◆ **Problem to solve**: Find how many lines below hold "open", then state that number by itself.

(Stored data entries)
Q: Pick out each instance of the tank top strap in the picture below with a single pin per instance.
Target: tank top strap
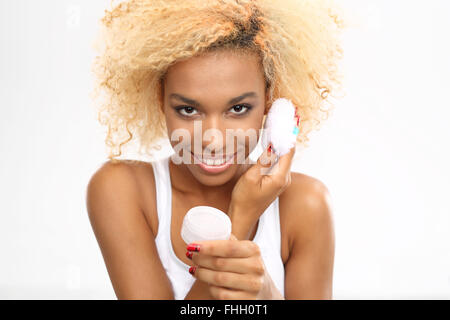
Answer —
(163, 193)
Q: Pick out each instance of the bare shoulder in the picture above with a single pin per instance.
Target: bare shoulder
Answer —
(115, 208)
(306, 219)
(132, 180)
(305, 207)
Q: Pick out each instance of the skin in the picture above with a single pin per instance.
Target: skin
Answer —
(121, 200)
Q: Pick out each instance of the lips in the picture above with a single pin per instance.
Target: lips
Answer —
(214, 161)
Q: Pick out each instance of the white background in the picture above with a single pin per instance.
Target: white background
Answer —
(384, 153)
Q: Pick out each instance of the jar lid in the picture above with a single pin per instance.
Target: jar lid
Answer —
(205, 223)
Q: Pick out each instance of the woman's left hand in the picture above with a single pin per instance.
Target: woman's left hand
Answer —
(233, 268)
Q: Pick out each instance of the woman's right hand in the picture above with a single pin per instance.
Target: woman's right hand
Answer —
(256, 189)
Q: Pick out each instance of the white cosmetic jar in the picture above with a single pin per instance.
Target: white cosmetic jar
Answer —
(205, 223)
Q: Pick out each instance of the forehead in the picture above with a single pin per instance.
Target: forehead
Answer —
(216, 72)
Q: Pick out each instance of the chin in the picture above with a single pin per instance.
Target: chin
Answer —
(213, 180)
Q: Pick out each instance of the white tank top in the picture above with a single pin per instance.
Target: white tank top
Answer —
(268, 237)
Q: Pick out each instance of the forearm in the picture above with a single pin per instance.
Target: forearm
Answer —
(199, 291)
(241, 225)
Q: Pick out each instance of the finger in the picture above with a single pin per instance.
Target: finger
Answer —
(229, 280)
(221, 293)
(252, 265)
(225, 248)
(262, 166)
(267, 158)
(283, 166)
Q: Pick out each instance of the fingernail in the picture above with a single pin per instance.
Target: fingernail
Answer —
(269, 150)
(193, 247)
(192, 270)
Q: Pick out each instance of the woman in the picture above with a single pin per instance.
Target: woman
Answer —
(165, 68)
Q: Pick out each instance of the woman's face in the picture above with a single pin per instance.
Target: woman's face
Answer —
(214, 106)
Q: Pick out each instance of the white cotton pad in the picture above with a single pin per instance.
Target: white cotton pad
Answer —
(280, 127)
(205, 223)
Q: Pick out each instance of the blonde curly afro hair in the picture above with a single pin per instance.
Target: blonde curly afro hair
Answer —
(297, 42)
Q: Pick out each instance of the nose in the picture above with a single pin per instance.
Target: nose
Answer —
(213, 133)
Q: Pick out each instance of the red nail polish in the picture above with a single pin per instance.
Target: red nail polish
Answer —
(192, 270)
(193, 247)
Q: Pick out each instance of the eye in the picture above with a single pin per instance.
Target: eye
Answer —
(189, 111)
(240, 107)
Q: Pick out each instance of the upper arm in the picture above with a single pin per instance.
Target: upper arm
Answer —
(125, 239)
(309, 269)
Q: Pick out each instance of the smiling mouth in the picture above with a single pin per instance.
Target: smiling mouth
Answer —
(214, 161)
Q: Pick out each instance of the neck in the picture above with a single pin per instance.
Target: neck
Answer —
(183, 181)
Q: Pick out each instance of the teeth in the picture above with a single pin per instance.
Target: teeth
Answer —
(216, 162)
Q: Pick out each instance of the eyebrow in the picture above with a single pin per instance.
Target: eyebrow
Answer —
(197, 104)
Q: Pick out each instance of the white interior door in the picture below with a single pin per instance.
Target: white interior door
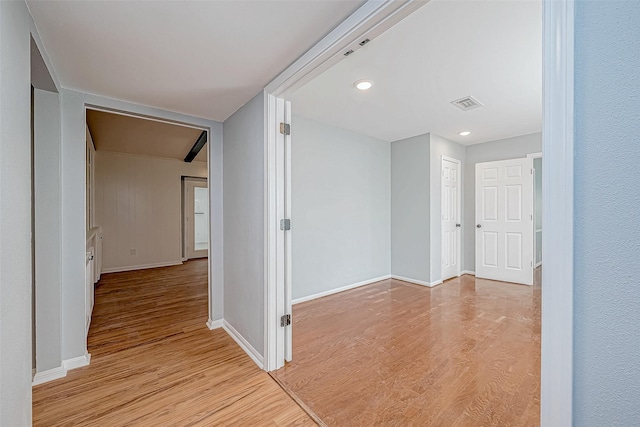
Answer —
(196, 224)
(450, 209)
(504, 220)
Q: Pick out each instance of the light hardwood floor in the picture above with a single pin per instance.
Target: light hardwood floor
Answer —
(465, 353)
(155, 363)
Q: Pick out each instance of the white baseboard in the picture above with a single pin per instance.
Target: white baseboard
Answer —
(215, 324)
(140, 267)
(244, 344)
(61, 371)
(416, 281)
(77, 362)
(49, 375)
(340, 289)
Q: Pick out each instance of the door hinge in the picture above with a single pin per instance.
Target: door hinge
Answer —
(285, 224)
(285, 128)
(285, 320)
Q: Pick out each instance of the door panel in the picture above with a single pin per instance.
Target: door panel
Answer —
(450, 216)
(196, 218)
(504, 220)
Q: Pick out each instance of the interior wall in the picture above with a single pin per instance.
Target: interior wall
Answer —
(439, 147)
(503, 149)
(48, 217)
(16, 26)
(606, 366)
(410, 208)
(537, 223)
(244, 238)
(138, 205)
(341, 215)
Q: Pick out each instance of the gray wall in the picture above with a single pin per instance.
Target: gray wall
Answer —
(607, 203)
(244, 282)
(441, 147)
(15, 215)
(341, 209)
(503, 149)
(48, 217)
(410, 211)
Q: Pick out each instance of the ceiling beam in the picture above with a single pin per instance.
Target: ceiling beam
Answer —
(202, 139)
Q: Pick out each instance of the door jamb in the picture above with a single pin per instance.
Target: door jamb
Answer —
(459, 193)
(535, 210)
(556, 401)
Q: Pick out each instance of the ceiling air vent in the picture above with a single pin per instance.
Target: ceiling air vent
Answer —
(467, 103)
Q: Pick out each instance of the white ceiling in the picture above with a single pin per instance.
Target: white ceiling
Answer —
(202, 58)
(445, 50)
(135, 135)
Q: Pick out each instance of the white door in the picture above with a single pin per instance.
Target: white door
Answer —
(196, 225)
(504, 220)
(450, 209)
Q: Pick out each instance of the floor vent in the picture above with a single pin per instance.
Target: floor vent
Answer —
(467, 103)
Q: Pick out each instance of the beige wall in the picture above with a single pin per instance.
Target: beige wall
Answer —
(138, 206)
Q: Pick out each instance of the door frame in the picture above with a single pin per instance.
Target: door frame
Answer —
(186, 210)
(556, 401)
(535, 211)
(459, 192)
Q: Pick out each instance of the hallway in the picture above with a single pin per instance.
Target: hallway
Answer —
(464, 353)
(154, 362)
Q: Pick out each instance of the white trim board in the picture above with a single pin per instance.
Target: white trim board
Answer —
(244, 344)
(61, 371)
(340, 289)
(49, 375)
(416, 281)
(215, 324)
(140, 267)
(77, 362)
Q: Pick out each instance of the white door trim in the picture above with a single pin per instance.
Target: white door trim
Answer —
(459, 173)
(557, 299)
(556, 400)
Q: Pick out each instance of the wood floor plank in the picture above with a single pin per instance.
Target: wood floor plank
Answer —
(466, 353)
(155, 363)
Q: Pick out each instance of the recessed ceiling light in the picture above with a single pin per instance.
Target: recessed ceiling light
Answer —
(363, 84)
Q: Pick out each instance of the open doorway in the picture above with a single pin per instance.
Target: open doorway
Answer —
(415, 160)
(195, 219)
(135, 236)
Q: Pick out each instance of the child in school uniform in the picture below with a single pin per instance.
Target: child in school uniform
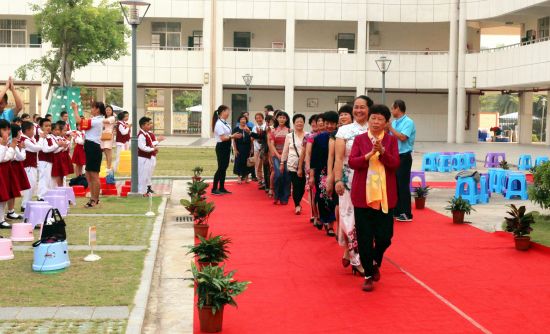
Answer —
(60, 165)
(146, 149)
(122, 136)
(31, 161)
(8, 189)
(79, 156)
(45, 158)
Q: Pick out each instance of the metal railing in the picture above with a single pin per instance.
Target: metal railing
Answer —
(230, 48)
(512, 46)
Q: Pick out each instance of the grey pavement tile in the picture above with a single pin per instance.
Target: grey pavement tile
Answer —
(74, 312)
(27, 313)
(111, 312)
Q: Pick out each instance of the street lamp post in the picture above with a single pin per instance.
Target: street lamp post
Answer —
(132, 11)
(383, 64)
(247, 81)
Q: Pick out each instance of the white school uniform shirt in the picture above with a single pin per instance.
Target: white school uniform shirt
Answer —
(221, 129)
(142, 142)
(44, 143)
(31, 145)
(94, 133)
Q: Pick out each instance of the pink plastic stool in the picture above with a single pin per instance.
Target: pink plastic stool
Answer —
(22, 232)
(70, 194)
(6, 249)
(37, 214)
(58, 202)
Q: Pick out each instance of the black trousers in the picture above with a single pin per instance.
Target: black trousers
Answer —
(223, 152)
(403, 176)
(374, 233)
(298, 187)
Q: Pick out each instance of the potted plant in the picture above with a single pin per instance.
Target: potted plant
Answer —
(214, 289)
(420, 194)
(197, 188)
(210, 251)
(458, 206)
(200, 209)
(519, 223)
(197, 171)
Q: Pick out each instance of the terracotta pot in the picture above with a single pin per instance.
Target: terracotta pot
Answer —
(420, 202)
(201, 229)
(522, 243)
(204, 264)
(210, 323)
(458, 217)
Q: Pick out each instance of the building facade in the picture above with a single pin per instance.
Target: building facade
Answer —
(309, 56)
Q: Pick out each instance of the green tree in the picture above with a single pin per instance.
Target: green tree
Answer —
(80, 32)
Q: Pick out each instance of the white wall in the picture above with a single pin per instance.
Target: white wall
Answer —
(263, 32)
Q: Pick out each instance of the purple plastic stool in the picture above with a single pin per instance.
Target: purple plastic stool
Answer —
(70, 194)
(37, 213)
(492, 159)
(58, 202)
(418, 174)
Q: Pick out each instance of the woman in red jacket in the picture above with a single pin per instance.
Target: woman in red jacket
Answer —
(375, 159)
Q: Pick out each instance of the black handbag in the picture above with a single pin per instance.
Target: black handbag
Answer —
(53, 228)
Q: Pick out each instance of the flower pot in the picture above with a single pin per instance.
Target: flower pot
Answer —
(210, 323)
(522, 243)
(458, 217)
(204, 264)
(201, 229)
(420, 202)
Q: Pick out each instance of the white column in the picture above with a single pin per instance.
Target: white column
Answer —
(206, 92)
(525, 119)
(361, 55)
(461, 89)
(289, 58)
(547, 119)
(453, 60)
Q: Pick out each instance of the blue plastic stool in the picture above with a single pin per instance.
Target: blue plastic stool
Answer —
(540, 160)
(482, 194)
(467, 189)
(429, 162)
(525, 162)
(516, 185)
(444, 164)
(470, 159)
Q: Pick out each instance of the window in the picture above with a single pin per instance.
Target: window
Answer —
(346, 41)
(544, 27)
(166, 35)
(13, 32)
(195, 41)
(241, 40)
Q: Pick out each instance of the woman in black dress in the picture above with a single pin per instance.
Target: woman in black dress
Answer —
(243, 149)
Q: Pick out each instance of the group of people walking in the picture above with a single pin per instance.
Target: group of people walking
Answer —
(354, 165)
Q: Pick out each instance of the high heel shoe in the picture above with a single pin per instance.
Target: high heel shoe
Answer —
(345, 262)
(355, 270)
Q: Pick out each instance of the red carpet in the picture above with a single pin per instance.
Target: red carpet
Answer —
(299, 286)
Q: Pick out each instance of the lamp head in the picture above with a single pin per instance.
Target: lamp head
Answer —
(134, 11)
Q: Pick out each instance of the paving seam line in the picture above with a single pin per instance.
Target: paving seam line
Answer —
(137, 315)
(441, 298)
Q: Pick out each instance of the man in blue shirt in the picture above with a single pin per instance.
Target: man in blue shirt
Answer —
(9, 114)
(404, 130)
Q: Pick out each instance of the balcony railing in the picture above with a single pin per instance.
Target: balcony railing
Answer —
(230, 48)
(512, 46)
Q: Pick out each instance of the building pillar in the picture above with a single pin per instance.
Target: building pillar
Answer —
(547, 119)
(168, 108)
(207, 96)
(452, 69)
(361, 55)
(461, 107)
(525, 119)
(289, 57)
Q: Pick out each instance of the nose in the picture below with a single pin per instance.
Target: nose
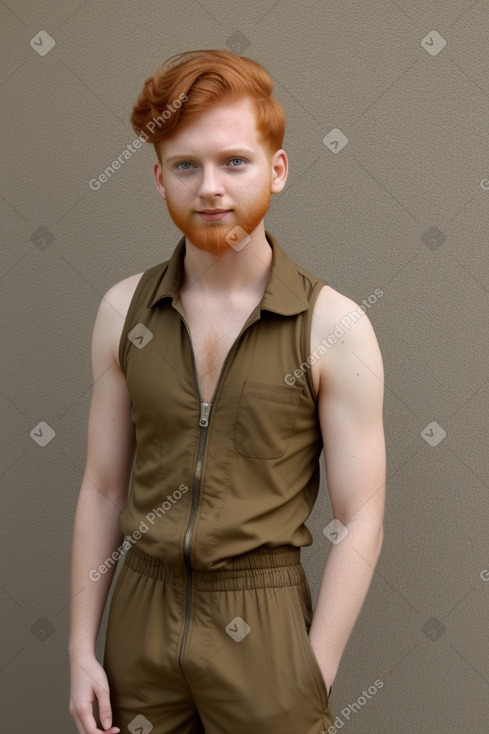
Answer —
(210, 182)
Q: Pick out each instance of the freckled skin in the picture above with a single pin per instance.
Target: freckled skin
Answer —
(210, 236)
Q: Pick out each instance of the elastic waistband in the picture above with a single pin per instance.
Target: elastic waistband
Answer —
(260, 568)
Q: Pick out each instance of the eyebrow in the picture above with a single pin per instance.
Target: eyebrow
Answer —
(227, 152)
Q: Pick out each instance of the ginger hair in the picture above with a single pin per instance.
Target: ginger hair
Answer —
(188, 83)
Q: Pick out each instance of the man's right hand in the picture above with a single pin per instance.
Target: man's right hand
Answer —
(88, 684)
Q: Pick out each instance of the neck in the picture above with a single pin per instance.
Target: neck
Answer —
(219, 274)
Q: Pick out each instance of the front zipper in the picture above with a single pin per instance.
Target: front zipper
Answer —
(205, 410)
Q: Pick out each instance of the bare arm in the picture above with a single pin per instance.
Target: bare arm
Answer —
(350, 413)
(103, 491)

◆ **Solution for this exercise**: 2